§ Matériel fourni
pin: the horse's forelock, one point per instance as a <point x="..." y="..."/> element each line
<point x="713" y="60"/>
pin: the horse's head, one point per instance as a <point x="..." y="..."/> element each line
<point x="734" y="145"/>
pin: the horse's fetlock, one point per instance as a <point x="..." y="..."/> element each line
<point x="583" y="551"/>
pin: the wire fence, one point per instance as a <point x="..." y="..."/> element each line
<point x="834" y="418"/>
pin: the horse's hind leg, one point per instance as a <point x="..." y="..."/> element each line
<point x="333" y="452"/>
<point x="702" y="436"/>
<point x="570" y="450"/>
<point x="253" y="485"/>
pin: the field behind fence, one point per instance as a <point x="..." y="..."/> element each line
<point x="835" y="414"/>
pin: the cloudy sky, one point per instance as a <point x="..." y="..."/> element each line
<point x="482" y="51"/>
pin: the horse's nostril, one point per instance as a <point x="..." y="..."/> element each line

§ Consignes et exigences
Recopiez les enregistrements ci-dessus en remplaçant « the horse's » par « the pony's », sans rien changer d'autre.

§ Réponse de l'exercice
pin: the pony's forelock, one point per instance as a <point x="..." y="..."/> element each line
<point x="713" y="60"/>
pin: the pony's head, one point per instance as a <point x="..." y="..."/> element each line
<point x="734" y="145"/>
pin: the pony's fetlock, one point per instance as a <point x="..." y="..."/> element each line
<point x="583" y="551"/>
pin: the wire fence, one point per instance as a <point x="..." y="..."/> element each line
<point x="834" y="418"/>
pin: the pony's hind leg, one point per instance as a <point x="..." y="..."/> element each line
<point x="333" y="452"/>
<point x="702" y="436"/>
<point x="570" y="450"/>
<point x="253" y="485"/>
pin: the field behind fence, one point per instance as a <point x="..." y="..."/> element each line
<point x="835" y="414"/>
pin: the cloudy sky, one point per instance as a <point x="..." y="..."/> element each line
<point x="482" y="51"/>
pin: the pony's nostril, one point per instance as a <point x="..." y="..."/> element each line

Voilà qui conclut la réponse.